Data extracted from a collection:
((
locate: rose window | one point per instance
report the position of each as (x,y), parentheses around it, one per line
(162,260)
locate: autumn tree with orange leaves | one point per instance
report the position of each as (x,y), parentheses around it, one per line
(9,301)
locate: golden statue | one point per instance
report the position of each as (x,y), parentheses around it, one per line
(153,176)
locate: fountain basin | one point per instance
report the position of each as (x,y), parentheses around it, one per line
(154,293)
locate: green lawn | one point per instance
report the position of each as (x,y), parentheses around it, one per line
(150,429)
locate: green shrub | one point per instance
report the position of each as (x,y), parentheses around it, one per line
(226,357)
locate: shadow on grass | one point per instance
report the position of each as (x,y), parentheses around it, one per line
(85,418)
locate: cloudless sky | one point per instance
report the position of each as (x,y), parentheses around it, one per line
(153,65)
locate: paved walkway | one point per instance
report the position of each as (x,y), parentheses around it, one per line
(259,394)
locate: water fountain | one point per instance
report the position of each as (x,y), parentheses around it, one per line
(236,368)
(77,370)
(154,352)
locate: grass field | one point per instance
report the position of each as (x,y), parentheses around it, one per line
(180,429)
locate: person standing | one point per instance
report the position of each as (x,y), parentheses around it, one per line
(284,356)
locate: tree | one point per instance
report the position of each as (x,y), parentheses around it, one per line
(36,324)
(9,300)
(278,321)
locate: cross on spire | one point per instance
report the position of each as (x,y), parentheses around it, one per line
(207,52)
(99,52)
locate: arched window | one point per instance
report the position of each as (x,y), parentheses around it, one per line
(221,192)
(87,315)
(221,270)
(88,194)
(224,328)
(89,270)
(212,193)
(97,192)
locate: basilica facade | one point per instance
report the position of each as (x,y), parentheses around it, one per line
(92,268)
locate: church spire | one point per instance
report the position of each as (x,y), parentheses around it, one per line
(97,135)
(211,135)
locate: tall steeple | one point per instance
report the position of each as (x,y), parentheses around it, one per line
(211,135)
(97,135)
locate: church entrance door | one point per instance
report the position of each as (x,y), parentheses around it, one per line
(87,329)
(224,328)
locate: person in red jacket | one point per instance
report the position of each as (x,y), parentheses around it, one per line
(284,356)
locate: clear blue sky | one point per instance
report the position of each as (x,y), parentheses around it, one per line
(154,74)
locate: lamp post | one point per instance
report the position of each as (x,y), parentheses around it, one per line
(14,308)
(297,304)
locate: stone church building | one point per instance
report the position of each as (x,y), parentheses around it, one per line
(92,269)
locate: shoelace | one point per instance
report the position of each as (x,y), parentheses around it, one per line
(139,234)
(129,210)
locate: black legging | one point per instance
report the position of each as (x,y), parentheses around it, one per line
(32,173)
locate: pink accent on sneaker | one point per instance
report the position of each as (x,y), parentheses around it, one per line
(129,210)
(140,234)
))
● **PROBLEM STATEMENT**
The reply is to be an exact repeat of the records above.

● **WORKED SOLUTION**
locate: rose window | one point per instance
report the position of each as (x,y), parentheses around it, one per line
(162,260)
locate: autumn tree with orange leaves | one point per instance
report the position of each as (x,y), parentheses around it, one per line
(9,301)
locate: golden statue | one point per instance
report the position of each as (x,y), parentheses around it, one per line
(153,176)
locate: fountain basin | one point per instance
report the position of each as (x,y), parentheses around it, one per line
(154,293)
locate: green lawn | one point per instance
report the position of each as (x,y), parentheses around it, one per line
(150,429)
locate: green shrub | one point per instance
report the position of each as (x,y), parentheses around it, one per line
(226,357)
locate: shadow on grass | one point per instance
report the position of each as (x,y), parentheses around it, one per line
(85,418)
locate: cloudless sky | one point per instance
report the position of each as (x,y), parentheses around it, one per line
(153,65)
locate: paved walkway | one point per instance
report the position of each as (x,y), parentheses around it, one per line
(259,394)
locate: water fountain | one point per instance
report the position of each as (x,y), parentheses around it, one per line
(236,368)
(77,370)
(154,352)
locate: grass field | one point per instance
report the position of each as (x,y), parentheses around it, one per line
(180,429)
locate: person standing | one point per instance
report the position of each as (x,y), parentheses around it, one per line
(284,356)
locate: tree | one point per instance
report the position of each as (x,y), parentheses around it, one per line
(36,324)
(9,300)
(278,321)
locate: cross on spire | one point per instance
report the position of each as (x,y), parentheses around it, one per line
(207,52)
(99,52)
locate: arched window | one point per instance
report the position of each as (x,y), parentheses around it, one per line
(221,192)
(87,315)
(221,270)
(88,194)
(224,328)
(89,270)
(212,193)
(97,192)
locate: basilica facade | one point per instance
report the position of each as (x,y), parentheses around it, one per line
(92,268)
locate: church spire | one point per instance
report the position of each as (x,y), parentheses around it, one per line
(97,135)
(211,135)
locate: tall steeple | one point per instance
report the position of each as (x,y), parentheses around it, one per line
(211,135)
(97,135)
locate: church entrance door | one point per instance
report the position of each as (x,y), parentheses around it, one per line
(87,329)
(224,328)
locate: person in red jacket | one point per instance
report the position of each as (x,y), parentheses around it, one per line
(284,356)
locate: clear blue sky | one point per instance
report the position of each as (x,y), parentheses around it, one per line
(154,74)
locate: lamp post | one point per instance
report the position of each as (x,y), parentheses around it, one per line
(14,308)
(297,304)
locate: stone church building | one point per instance
report the position of each as (x,y), parentheses around it, one per line
(92,269)
locate: shoelace | one point per instance
report the position of each as (x,y), parentheses around it, one per line
(139,234)
(129,210)
locate: black legging | one point per instance
report the position of each as (x,y), parentheses around it, one per line
(32,173)
locate: pink accent on sneaker | one point per instance
report the position of each as (x,y), parentheses around it, one per line
(129,210)
(140,234)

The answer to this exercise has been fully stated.